Exercise brief: Write out the whole listing again, exactly as given.

=== Data for analysis ===

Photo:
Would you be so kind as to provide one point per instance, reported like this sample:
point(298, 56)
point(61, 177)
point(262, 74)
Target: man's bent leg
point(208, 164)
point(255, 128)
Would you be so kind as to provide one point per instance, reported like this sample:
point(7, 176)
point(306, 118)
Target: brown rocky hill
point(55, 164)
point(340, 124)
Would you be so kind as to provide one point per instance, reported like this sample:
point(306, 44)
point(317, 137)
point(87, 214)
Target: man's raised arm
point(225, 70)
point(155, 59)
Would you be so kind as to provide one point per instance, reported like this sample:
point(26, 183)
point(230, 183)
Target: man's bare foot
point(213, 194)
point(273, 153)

===

Output for this task:
Photo:
Would you be so kind as to provide one point per instance, reported like this sample:
point(298, 56)
point(61, 177)
point(262, 74)
Target: man's bent leg
point(208, 164)
point(255, 128)
Would you be so kind as to provide one point per instance, reported like this sample:
point(7, 176)
point(306, 118)
Target: brown rocky hill
point(55, 164)
point(340, 124)
Would you be so kind as to provide one point per instance, reported like this sample:
point(306, 44)
point(317, 137)
point(87, 214)
Target: man's raised arm
point(225, 70)
point(155, 59)
Would you be so kind as to provide one point per instance, reported like this sample:
point(26, 183)
point(230, 183)
Target: man's bare foot
point(213, 194)
point(273, 153)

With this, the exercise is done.